_Task instructions_. Lines below starting with the line with "verge, with integer pixel coordinates." and going on through the line with "Query: wet pavement" must be output exactly; the rest of the records must be left out.

_Given data_.
>>>
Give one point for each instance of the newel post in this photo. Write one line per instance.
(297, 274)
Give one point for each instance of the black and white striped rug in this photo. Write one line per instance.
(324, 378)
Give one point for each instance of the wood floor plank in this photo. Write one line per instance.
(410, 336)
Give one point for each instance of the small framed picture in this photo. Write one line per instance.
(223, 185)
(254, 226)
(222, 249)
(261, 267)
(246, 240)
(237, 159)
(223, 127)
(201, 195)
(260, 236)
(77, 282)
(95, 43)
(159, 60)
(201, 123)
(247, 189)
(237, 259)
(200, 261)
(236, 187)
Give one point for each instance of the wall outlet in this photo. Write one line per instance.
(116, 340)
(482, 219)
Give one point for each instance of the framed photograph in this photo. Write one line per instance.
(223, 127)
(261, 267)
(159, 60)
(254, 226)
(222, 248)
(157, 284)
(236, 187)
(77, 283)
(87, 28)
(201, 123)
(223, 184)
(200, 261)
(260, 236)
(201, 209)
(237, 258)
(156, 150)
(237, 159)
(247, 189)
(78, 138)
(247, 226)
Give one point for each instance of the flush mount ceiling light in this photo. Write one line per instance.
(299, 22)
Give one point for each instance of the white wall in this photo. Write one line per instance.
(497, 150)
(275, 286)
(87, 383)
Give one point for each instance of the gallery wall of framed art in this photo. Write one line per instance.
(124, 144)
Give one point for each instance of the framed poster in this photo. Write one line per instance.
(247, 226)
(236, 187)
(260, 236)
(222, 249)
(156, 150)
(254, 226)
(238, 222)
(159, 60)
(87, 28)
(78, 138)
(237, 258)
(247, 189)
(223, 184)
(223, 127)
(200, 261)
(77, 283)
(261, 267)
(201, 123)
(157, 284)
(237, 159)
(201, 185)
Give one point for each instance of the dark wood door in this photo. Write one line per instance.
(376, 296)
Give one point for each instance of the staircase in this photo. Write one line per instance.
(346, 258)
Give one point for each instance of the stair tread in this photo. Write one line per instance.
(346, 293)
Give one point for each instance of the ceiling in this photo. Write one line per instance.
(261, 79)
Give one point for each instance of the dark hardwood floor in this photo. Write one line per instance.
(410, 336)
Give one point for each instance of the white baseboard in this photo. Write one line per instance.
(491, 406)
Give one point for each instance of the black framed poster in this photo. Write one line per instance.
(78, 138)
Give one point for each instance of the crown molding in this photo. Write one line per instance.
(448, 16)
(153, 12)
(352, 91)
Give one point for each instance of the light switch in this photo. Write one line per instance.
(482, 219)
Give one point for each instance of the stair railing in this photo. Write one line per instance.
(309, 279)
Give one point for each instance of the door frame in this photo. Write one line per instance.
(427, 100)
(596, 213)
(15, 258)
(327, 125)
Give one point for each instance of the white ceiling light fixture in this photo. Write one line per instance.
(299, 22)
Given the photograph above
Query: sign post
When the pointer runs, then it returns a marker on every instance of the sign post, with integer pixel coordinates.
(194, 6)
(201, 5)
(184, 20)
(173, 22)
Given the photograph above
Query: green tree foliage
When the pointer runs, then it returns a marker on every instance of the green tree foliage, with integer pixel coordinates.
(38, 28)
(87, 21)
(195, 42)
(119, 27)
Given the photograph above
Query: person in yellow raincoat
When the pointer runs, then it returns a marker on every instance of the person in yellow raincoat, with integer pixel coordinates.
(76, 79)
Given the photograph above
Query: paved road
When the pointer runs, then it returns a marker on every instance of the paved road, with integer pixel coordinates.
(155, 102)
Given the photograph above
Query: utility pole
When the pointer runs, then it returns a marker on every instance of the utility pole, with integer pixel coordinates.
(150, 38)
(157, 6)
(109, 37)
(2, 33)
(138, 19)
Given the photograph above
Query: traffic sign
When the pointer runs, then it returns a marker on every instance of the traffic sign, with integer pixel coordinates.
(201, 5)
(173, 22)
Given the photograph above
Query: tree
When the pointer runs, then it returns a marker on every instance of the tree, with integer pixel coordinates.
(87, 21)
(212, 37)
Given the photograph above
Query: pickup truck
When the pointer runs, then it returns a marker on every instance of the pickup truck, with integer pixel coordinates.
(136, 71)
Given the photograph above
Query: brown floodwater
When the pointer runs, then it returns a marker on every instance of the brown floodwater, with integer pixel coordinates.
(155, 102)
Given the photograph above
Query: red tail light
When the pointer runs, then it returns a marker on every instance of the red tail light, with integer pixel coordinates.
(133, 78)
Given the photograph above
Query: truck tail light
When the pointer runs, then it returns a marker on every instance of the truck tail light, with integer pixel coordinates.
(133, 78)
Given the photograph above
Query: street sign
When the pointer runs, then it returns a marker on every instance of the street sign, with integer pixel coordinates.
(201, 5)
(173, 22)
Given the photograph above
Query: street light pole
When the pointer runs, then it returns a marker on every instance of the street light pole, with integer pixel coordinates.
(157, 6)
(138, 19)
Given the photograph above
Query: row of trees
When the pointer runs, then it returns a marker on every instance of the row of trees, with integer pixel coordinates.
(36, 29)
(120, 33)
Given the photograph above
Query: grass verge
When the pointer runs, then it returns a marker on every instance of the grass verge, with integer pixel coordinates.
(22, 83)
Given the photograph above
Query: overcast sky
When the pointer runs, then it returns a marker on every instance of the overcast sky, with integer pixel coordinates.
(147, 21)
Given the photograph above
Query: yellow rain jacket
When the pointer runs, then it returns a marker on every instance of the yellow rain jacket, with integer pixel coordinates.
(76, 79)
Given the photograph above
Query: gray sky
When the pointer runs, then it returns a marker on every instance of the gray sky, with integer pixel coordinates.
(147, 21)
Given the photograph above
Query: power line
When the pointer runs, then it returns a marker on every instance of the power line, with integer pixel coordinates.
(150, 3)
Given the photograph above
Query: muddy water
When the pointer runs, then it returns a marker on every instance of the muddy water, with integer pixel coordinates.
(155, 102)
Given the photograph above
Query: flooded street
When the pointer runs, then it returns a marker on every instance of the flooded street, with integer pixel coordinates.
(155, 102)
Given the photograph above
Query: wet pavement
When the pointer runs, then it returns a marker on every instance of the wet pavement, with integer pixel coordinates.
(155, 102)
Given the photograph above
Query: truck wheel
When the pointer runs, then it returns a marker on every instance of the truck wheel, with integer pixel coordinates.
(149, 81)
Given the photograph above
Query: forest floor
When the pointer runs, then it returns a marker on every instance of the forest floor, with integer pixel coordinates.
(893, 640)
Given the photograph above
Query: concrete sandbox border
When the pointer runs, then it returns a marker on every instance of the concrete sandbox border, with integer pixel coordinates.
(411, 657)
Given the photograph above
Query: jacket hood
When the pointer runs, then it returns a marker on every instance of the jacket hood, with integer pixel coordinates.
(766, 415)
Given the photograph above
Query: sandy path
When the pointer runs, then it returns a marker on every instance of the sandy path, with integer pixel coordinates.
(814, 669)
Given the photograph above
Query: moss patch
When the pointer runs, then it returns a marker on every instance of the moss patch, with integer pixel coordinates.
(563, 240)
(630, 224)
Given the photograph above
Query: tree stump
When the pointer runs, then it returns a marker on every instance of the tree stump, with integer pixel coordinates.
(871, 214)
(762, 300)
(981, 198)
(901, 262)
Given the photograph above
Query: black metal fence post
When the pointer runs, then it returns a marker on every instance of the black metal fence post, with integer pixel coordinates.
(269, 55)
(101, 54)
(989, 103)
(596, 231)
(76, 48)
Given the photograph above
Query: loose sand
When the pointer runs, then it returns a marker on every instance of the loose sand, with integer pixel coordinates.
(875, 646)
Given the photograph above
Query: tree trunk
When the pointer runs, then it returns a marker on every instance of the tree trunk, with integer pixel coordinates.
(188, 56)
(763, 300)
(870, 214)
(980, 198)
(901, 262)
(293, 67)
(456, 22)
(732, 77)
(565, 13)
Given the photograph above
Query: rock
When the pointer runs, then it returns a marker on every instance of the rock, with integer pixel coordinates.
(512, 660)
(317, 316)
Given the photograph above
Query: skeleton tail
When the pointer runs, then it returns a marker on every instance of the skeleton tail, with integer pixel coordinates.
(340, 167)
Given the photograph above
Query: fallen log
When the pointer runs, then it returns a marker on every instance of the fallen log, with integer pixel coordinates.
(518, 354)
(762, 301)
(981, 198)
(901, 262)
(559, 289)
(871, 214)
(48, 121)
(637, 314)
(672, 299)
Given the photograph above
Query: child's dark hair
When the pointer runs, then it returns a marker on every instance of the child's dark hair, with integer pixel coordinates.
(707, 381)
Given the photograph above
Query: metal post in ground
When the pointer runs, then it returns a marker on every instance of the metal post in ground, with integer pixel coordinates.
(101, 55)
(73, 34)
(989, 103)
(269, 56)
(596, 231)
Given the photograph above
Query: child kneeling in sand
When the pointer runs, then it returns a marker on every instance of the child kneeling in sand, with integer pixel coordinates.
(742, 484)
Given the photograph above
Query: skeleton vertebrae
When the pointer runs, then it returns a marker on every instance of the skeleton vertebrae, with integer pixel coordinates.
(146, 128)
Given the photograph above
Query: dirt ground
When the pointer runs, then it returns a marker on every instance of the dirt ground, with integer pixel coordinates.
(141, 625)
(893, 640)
<<<
_Answer to this exercise_.
When the pointer runs, then it returns a marker on every instance of the grass verge, with integer pixel coordinates.
(22, 83)
Given the photograph above
Query: overcast sky
When the pointer runs, then it returns a marker on every instance of the overcast sky, with integer pixel coordinates.
(147, 21)
Given the photograph above
Query: yellow rain jacket
When the pointer runs, then it returns a marker on every instance of the yellow rain jacket, with integer pixel coordinates.
(76, 79)
Given the photograph above
Query: gray sky
When the pointer runs, then it returns a marker on every instance of the gray sky, with integer pixel coordinates.
(147, 21)
Given the photograph above
Query: power line
When the pointer runs, then it returns a marker on every instance of the power line, with integer pixel coordinates.
(150, 3)
Given the photograph above
Query: muddy water
When the pointer runs, then it returns a marker on every instance of the muddy water, with integer pixel coordinates.
(155, 102)
Given the photograph above
Query: flooded street
When the pointer runs, then it returns a marker on every instance of the flooded street, with integer pixel coordinates.
(155, 102)
Given the photograph above
Query: wet pavement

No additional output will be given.